▸ **PROBLEM DETAILS**
Once you reach the line with "Can you see the grey", transcribe it and every line after it to the end of the records, exactly, but not the pictures.

"""

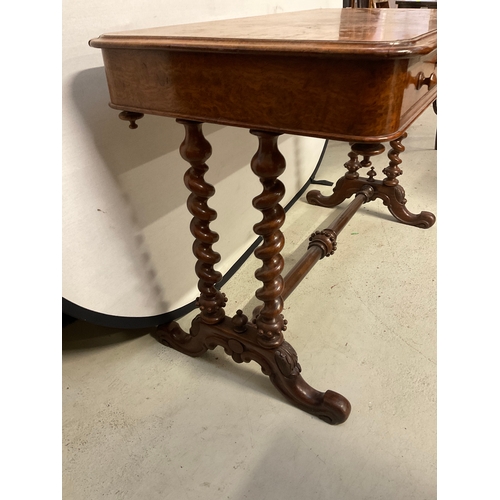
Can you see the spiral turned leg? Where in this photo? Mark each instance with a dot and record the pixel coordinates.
(277, 357)
(261, 341)
(268, 163)
(196, 150)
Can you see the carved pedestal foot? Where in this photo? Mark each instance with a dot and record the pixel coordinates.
(393, 198)
(280, 363)
(388, 190)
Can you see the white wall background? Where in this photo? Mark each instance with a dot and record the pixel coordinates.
(125, 240)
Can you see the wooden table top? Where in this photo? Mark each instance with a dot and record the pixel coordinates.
(366, 32)
(345, 74)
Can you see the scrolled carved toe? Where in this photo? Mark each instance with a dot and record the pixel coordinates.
(172, 335)
(336, 408)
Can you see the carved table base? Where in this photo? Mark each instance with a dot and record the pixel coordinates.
(388, 190)
(262, 339)
(280, 364)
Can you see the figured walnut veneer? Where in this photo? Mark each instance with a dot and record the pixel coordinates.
(358, 75)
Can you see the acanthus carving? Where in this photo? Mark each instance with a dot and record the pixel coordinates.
(287, 360)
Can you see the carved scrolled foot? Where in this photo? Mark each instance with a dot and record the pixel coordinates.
(239, 339)
(172, 335)
(344, 188)
(394, 199)
(329, 406)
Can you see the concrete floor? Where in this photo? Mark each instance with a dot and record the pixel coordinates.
(142, 421)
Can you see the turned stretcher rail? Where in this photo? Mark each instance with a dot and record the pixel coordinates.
(324, 243)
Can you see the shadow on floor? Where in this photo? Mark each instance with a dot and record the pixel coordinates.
(82, 335)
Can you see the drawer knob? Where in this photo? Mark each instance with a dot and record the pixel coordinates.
(421, 80)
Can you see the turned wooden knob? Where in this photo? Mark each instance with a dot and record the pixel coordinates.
(131, 117)
(421, 80)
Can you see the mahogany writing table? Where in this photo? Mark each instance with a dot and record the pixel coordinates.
(356, 75)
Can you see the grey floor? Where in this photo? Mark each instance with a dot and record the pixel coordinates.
(144, 422)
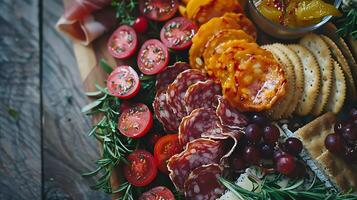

"""

▸ **RESULT FOR THIS EXERCISE**
Can you see the grey floor? Where in this photo? Mark each instance with a dot and record the pixel coordinates.
(144, 422)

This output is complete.